▶ _The task_:
Your answer should be the lines below from the one holding "Locate every instance of the truck door" through the one holding "Locate every instance of the truck cab", copied exactly and with nothing else.

▶ _Data to use_:
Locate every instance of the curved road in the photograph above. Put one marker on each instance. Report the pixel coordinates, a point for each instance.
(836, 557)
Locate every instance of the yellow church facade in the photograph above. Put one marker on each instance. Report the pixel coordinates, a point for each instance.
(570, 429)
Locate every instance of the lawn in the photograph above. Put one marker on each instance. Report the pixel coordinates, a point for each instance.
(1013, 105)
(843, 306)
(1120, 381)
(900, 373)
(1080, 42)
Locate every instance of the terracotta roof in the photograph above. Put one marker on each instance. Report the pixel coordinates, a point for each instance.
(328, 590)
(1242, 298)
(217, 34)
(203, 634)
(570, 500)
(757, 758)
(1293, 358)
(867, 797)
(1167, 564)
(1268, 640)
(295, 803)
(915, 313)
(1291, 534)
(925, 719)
* * *
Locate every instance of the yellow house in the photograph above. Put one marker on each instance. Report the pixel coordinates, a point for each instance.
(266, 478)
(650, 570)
* * *
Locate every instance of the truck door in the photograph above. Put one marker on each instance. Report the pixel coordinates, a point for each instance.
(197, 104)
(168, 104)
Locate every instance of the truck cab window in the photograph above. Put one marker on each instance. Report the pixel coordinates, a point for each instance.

▶ _Result for this exercise_:
Locate every instance of the truck door in the photograph above. Put one marker on each instance. Report the pixel coordinates, a point for each instance.
(197, 104)
(168, 104)
Locate every instance of the truck cab window in the photograph above. Put one marker on each instance. Report the pixel coordinates, a point for each instance.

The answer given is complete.